(Task statement): According to the text on Washington's 2019 environmental legislative priorities, what percentage of thin plastic bags ever get recycled?

(Page text):
---+---

WCV is proud to see the largest class of environmental champions heading to Olympia in over a decade. We have picked up 2 Senate and 6 House pro-environmental seats, and are working hard to ensure that every vote is counted in races too close to call.
The state legislative session begins on January 14th, 2019, and we need your help.
For over 15 years, WCV and our partners in the Environmental Priorities Coalition have selected legislative priorities to work on together. For the 2019 session, we have selected the following priorities:
- 100% Clean Energy: Acting on climate is urgent, and Washington state is uniquely positioned to achieve a fossil free, clean electricity grid. Electricity is the second largest source of climate pollution in Washington, responsible for nearly a fifth of our annual emissions. We can achieve a 100% Clean Energy system to power our economy with clean and affordable electricity and take a significant step towards meeting our climate goals.
- Orca Emergency Response: Southern resident orca whales are on the brink of extinction and need an all-hands-on-deck commitment to action. The legislature needs to take action to accelerate salmon recovery, heal Puget Sound habitat, and prevent toxic pollution to ensure enough healthy food to sustain our resident orcas. We also need to prohibit boats from harassing orcas, which prevents them from eating enough food to stay healthy.
- Oil Spill Prevention: Washington currently faces significant risks from oils spills due to dramatic changes in the movement and type of crude oil traveling through our state via rail, pipelines, and vessels. An increasing share is heavy crude oil that sinks when spilled, threatening local economies, the survival of resident orcas, and treaty fishing rights across the Salish Sea. Measures to prevent oil spills must be passed to protect our communities now.
- Reducing Plastic Pollution: Our local waterways, ocean, and recycling systems are overloaded with plastic pollution. Thin plastic bags that are used for just a few minutes and then thrown away pose a particular problem and only 6% ever get recycled. The Reusable Bag Act would eliminate thin carry-home plastic bags at all retail establishments and help our state address a growing recycling crisis.
These four priorities are great places to start, but of course more is needed to make progress. Look for more information ahead of legislative session on critical bills to protect our environment for all – from forest management, to Puget Sound recovery, to bold climate action.
Working together, we know we can make real progress this coming year and push back against the influence of Big Oil. We find hope in having strong leadership at the state level, and the time for action is now!

---+---

(Data shown):
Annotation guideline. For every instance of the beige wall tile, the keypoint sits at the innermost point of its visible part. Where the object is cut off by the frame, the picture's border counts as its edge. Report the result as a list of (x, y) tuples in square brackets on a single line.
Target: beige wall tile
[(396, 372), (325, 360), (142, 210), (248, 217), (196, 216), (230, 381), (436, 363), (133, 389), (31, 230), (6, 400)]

---+---

(Final answer): Only 6% of thin plastic bags ever get recycled.